_Problem description_. Copy each line of the records exactly, stopping only after the line that contains "Mark the dense" has been written, and leave pictures out.

----- Data for review -----

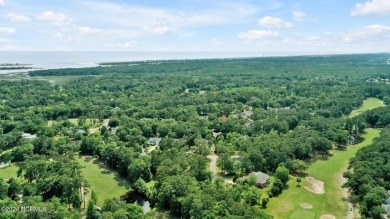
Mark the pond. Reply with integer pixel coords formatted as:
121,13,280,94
121,191,152,213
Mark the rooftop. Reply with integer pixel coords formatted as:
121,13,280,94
243,171,270,184
21,133,37,139
146,137,162,146
382,204,390,216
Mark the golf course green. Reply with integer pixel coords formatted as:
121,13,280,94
266,98,383,219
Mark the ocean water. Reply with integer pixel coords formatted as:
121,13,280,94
0,51,270,74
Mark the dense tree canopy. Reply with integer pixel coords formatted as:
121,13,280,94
0,54,390,218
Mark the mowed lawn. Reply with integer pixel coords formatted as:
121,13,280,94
349,98,384,118
0,164,18,179
77,157,131,206
266,128,381,219
266,98,384,218
48,118,101,127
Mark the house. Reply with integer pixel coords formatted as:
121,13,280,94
218,115,228,121
146,137,162,146
382,190,390,218
110,127,119,135
198,116,208,120
387,190,390,204
233,111,253,119
212,131,222,138
69,140,82,146
243,171,270,188
68,129,86,138
382,204,390,218
241,111,253,119
21,133,37,139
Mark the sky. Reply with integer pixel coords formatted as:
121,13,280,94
0,0,389,53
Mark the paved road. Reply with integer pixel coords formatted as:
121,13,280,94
346,197,353,219
342,176,354,219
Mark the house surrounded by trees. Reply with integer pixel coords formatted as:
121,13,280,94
243,171,270,188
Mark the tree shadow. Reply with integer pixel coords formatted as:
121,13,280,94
292,172,308,178
86,157,132,190
335,146,347,151
114,175,132,189
319,156,330,161
100,170,111,174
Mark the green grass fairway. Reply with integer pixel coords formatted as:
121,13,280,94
349,98,384,118
290,210,316,219
77,157,131,206
0,164,19,179
266,128,380,219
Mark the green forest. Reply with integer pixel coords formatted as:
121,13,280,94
1,53,390,219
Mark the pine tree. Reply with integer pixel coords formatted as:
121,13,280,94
86,200,98,219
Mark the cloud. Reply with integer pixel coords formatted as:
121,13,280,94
281,36,328,48
81,1,260,31
211,38,224,46
5,45,16,50
341,24,390,42
293,11,306,21
106,41,138,48
238,29,279,40
6,13,31,22
0,27,16,34
143,25,171,35
351,0,390,16
0,0,4,6
0,37,10,43
37,11,73,26
52,32,74,42
78,26,107,35
258,16,293,28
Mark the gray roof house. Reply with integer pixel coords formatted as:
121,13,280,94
382,190,390,218
146,137,162,146
21,133,37,139
233,111,253,119
243,171,270,188
110,127,119,135
382,204,390,218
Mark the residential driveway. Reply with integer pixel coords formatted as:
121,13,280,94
207,154,233,184
207,154,218,175
89,119,110,134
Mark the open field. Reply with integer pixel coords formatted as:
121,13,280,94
48,118,101,127
33,75,103,85
0,164,18,179
349,98,384,118
266,128,380,219
0,73,93,85
77,156,131,206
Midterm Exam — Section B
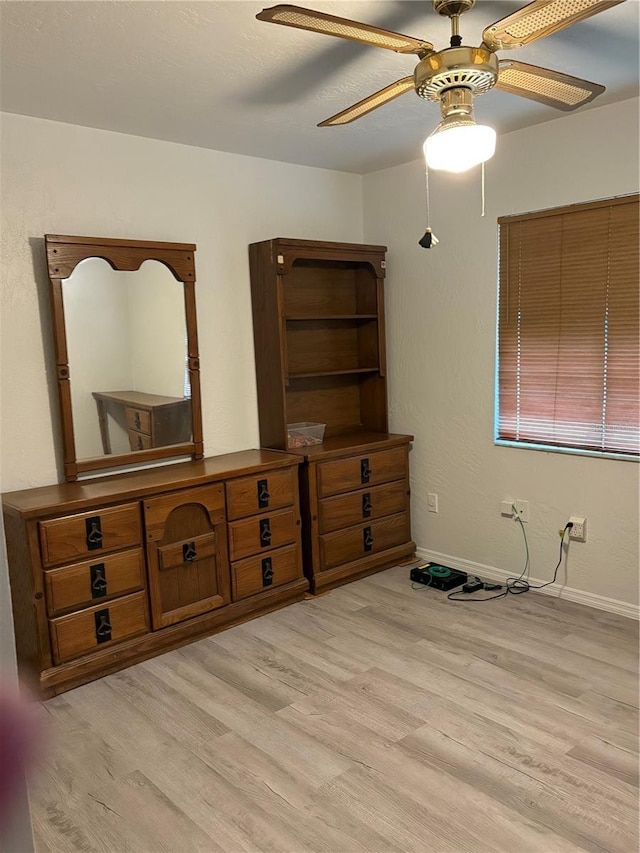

-----

_Task solution_.
Mark the pond. Reply with integer pixel coords formatted as:
121,13,280,94
121,191,152,213
Mark the rooftop. Reply with integer pixel coords formatted as:
121,13,280,94
243,171,270,184
21,133,37,139
146,137,162,146
382,204,390,216
Mark the golf course green. Reply with integer pixel coords formatted as:
121,13,280,94
266,98,383,219
Mark the ocean water. Reply with integer pixel coords formatted as:
121,13,280,94
0,51,270,74
Mark the dense tree canopy. Reply with integer pixel coords formatted as:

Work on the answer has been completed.